Named object pointing entries
** begin **

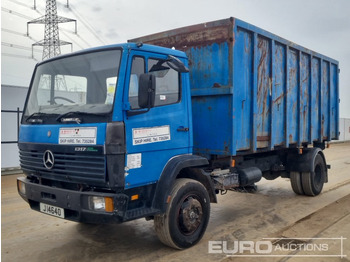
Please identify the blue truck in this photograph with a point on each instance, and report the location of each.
(155, 128)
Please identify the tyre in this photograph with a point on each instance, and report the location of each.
(295, 180)
(186, 217)
(313, 182)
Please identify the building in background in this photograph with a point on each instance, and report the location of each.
(12, 97)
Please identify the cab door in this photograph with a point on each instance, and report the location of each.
(154, 137)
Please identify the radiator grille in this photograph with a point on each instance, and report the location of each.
(71, 167)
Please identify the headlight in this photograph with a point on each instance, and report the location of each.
(99, 203)
(21, 187)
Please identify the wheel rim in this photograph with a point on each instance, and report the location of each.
(190, 215)
(318, 177)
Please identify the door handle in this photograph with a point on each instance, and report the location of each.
(183, 129)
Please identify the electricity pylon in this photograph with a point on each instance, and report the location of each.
(51, 43)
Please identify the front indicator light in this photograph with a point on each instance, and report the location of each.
(21, 187)
(98, 203)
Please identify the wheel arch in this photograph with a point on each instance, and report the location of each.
(180, 167)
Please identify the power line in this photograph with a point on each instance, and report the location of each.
(86, 24)
(18, 56)
(19, 47)
(15, 13)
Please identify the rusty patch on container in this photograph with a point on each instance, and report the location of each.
(190, 36)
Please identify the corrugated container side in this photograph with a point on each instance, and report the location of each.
(254, 91)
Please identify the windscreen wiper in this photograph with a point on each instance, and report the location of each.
(64, 118)
(35, 120)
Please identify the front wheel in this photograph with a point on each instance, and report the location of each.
(186, 217)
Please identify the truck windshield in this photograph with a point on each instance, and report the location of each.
(83, 85)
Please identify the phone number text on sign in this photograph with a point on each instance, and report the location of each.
(74, 136)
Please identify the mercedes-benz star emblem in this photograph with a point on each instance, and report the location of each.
(49, 159)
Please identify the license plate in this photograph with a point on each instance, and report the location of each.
(52, 210)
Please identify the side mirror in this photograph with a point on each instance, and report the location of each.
(147, 91)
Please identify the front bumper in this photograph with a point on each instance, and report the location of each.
(74, 203)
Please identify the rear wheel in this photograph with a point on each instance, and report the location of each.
(186, 217)
(310, 183)
(295, 180)
(313, 181)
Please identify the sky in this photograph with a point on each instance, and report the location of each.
(320, 25)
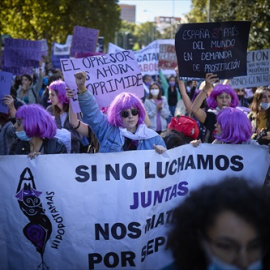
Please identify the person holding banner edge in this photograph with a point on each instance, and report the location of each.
(123, 128)
(219, 97)
(222, 226)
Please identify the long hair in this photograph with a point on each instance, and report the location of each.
(235, 126)
(194, 216)
(122, 102)
(218, 90)
(36, 121)
(160, 92)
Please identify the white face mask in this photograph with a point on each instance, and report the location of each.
(154, 92)
(265, 105)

** end **

[Given instruction] Copy all of the entries verbatim, leaving out any pictures they contain.

[Result below]
Please identify the blue truck in this photograph with a point on each instance, and report the location of each.
(155, 128)
Please identify the tyre in this photograph with a point on each instance, and report the location of each.
(295, 180)
(186, 217)
(313, 182)
Please identify the building in background in this photograph with a point on each instance, and report the location of each.
(12, 97)
Please identify the cab door in this photograph with a point on each instance, and report the location of each.
(154, 137)
Please identify the radiator grille in this photograph with a point on each instance, and report the location of each.
(71, 167)
Please identify the headlight in this photograph with a point on each instance, and report the location of each.
(99, 203)
(21, 187)
Please identify the wheel rim in this photograph with a point on each instance, and report the location of each.
(190, 215)
(318, 177)
Please identify the door handle in this photograph with a point on each instance, and report the location of each.
(183, 129)
Please identify the electricity pylon in this photograph with a point on each instance, and report the location of each.
(51, 43)
Please identify the front indicator light in this photograph with a point on each instance, and report the location of each.
(21, 187)
(98, 203)
Please identify the wheel arch in this photograph with a point on each instance, and report the location of each.
(180, 167)
Please identify the power line in this photograph with a point on each instance, and report the location of each.
(86, 24)
(18, 56)
(19, 47)
(15, 13)
Please identify the rusty patch on container in this photograph with a point on each instance, and report the location of each.
(190, 36)
Please identify the corrugated container side in this photograph with a point on each instance, and report the location of each.
(254, 91)
Please identify the windscreen wiper in this photograph with a point on each instance, and report the location of each.
(64, 118)
(35, 120)
Please identify the front wheel in this photograph with a point on each instance, and report the location of each.
(186, 217)
Please identify the truck windshield in this photograph with a point on each instance, and report the location of each.
(83, 85)
Please identify the phone number text on sign in this photograph with a point on each instance, and report the location of each.
(74, 136)
Please identify the mercedes-benz star emblem in this photograph with a point on each instance, and report the location of each.
(49, 159)
Please identify the license plate in this photograph with a point on each instance, and report the location of each.
(52, 210)
Please identify the side mirror in this photograph with a point on each instance, and report the location of each.
(147, 91)
Please identify the front bumper in this photograph with a point on each instance, and report the location of each.
(74, 203)
Please identify the rear wheel in this photograph with a point on each instance, and report the location of each.
(186, 217)
(310, 183)
(295, 180)
(313, 181)
Please identify the sky in this photograph with a point on each instance, and report the location of each.
(320, 25)
Please identify the person holding banner edge in this photograph with a point on each instance, and report the location of each.
(123, 128)
(219, 97)
(222, 226)
Please identify the long hair in this photograph with a point on each instance, and report the location of each.
(235, 126)
(194, 216)
(122, 102)
(218, 90)
(36, 121)
(160, 92)
Please identify the white face mask in this photograph with a point on each instance, and report the location of each.
(154, 92)
(265, 105)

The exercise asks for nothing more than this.